What to work on =
Pull out every line of the records below that contains the word "water", copying each line in full. Case counts.

Exercise materials =
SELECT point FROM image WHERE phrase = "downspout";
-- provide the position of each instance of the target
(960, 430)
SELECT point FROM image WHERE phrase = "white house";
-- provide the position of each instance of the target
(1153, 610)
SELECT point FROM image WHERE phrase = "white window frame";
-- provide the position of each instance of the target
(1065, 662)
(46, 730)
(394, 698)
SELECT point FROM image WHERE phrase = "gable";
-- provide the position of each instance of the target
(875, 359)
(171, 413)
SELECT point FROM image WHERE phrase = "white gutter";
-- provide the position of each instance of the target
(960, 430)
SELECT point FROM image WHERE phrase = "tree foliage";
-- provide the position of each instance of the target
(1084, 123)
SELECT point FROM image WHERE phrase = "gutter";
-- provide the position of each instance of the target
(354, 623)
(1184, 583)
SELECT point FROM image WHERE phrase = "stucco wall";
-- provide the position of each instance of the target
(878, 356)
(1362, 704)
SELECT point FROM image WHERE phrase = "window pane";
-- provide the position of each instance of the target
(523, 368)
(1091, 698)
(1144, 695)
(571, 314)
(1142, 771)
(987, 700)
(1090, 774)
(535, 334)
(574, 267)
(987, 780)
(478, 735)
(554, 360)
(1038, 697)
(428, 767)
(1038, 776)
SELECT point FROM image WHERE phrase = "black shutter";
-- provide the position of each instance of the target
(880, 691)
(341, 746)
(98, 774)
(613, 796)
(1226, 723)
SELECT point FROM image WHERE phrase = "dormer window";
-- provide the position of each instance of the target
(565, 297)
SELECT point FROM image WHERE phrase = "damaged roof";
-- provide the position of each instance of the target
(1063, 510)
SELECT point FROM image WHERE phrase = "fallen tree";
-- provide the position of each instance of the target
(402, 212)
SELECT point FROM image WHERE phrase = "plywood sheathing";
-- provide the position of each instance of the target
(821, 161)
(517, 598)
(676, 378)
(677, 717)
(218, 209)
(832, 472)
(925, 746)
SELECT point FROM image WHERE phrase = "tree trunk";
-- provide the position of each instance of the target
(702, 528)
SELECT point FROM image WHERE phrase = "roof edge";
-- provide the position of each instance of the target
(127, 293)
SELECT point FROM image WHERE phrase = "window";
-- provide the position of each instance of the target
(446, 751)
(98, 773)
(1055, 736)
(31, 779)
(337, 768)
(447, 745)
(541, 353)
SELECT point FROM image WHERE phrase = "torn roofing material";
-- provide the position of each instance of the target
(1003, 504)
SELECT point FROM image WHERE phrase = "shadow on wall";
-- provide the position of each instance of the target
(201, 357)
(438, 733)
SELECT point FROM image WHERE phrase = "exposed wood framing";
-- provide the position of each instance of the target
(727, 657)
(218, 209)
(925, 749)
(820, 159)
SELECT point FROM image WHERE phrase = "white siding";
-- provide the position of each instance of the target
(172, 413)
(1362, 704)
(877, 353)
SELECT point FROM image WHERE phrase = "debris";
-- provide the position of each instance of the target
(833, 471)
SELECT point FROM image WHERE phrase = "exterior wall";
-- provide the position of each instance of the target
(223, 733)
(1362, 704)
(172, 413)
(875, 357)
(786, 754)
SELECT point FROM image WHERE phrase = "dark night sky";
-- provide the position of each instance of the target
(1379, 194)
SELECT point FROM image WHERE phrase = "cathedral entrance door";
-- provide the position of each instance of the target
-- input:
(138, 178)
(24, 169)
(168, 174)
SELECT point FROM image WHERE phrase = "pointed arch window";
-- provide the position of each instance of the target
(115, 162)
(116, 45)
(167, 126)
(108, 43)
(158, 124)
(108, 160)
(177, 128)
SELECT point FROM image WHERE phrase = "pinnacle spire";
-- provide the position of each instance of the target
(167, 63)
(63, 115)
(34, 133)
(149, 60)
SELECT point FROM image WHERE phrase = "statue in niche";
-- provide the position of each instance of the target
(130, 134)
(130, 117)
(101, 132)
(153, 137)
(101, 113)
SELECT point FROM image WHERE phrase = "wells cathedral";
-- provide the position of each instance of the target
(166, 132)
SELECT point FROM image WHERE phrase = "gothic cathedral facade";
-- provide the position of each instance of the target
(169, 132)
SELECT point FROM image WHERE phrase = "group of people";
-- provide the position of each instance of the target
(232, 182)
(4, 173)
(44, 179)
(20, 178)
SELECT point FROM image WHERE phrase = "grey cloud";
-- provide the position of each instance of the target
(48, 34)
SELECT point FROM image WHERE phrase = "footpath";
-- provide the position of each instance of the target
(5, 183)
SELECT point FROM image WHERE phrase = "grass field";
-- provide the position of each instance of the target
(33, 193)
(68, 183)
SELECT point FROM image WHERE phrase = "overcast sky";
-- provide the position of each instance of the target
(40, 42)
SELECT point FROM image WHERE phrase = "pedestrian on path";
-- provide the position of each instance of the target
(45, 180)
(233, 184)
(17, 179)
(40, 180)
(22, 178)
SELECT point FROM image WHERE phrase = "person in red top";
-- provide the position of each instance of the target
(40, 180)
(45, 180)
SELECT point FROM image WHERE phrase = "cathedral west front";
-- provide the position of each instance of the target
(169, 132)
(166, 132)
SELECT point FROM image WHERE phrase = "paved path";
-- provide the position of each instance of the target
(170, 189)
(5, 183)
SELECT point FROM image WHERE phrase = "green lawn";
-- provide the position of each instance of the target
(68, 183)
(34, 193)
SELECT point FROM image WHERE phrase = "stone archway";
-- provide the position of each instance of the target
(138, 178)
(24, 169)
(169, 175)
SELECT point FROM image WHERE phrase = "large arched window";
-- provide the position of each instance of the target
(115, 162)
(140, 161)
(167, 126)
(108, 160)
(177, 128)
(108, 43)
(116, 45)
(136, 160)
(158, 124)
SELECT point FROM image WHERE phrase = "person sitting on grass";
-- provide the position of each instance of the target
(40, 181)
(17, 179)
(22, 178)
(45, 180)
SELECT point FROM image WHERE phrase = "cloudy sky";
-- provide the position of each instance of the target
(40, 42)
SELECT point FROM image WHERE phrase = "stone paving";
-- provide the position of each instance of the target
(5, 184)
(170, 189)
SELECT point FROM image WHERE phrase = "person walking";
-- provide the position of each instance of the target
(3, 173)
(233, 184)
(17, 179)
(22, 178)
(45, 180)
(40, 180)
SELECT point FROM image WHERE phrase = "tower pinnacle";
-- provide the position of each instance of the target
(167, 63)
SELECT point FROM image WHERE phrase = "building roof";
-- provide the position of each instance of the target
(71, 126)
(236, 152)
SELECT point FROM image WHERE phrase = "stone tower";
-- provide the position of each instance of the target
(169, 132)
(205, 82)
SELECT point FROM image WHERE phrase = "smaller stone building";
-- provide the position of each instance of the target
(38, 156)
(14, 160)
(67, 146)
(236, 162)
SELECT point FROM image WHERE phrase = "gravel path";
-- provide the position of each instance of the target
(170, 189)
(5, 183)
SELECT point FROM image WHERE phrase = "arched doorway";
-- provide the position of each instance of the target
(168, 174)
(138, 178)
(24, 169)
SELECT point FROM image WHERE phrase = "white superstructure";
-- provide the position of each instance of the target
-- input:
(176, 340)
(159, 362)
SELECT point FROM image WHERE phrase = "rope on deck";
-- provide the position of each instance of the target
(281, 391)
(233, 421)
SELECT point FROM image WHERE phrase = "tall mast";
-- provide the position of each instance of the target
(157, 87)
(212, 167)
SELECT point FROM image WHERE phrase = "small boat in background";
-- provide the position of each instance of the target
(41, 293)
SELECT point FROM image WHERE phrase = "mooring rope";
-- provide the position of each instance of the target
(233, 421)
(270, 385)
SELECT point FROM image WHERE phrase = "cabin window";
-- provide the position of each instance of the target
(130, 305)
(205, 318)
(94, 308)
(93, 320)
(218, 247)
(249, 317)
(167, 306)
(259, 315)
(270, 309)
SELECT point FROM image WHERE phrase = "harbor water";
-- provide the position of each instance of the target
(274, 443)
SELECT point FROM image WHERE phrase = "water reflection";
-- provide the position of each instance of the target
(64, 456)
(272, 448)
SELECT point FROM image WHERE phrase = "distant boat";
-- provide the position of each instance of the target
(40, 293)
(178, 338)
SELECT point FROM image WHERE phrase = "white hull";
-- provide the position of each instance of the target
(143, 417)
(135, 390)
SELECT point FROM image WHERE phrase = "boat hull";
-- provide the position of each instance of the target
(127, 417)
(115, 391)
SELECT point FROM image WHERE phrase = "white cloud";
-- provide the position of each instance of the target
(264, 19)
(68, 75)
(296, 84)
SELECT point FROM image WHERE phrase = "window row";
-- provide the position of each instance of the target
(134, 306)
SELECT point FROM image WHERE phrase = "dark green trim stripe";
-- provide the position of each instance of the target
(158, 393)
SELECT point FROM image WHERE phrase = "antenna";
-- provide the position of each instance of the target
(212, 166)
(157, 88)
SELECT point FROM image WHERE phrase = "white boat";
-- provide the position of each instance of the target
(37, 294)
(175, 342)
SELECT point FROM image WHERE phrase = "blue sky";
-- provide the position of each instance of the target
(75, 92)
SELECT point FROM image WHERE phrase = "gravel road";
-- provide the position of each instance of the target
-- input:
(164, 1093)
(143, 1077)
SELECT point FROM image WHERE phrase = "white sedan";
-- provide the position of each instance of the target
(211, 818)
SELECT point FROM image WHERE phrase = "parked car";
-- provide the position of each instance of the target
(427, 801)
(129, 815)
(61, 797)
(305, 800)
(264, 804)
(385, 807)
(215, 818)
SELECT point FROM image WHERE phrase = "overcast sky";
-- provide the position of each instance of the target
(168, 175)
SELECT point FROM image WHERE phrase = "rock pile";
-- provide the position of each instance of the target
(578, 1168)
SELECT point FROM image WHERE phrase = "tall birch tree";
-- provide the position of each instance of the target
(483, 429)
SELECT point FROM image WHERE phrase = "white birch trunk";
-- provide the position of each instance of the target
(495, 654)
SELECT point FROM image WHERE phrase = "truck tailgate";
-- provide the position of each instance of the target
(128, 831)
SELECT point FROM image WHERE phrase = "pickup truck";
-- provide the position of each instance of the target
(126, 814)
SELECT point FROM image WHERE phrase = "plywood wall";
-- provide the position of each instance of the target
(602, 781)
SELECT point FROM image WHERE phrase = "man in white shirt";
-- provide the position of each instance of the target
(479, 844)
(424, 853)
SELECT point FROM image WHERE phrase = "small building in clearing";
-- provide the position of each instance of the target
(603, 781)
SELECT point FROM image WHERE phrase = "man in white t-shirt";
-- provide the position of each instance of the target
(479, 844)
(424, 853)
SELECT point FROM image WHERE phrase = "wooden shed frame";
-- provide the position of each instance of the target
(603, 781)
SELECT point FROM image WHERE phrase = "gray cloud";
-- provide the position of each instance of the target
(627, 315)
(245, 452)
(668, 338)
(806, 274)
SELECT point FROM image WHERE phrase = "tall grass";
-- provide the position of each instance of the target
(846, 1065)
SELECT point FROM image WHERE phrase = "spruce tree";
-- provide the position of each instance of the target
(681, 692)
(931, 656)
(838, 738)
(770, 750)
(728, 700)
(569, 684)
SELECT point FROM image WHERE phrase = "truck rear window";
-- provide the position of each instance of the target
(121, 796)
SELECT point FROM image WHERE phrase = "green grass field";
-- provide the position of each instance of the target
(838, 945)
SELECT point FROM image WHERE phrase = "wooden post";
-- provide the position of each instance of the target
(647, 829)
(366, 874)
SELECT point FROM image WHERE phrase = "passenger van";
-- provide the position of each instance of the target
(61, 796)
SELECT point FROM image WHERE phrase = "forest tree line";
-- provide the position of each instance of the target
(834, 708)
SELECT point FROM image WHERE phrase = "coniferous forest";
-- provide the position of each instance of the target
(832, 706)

Response to the exercise =
SELECT point FROM image WHERE phrase = "harbor water";
SELECT point FROM image WHERE phrase = "water reflection";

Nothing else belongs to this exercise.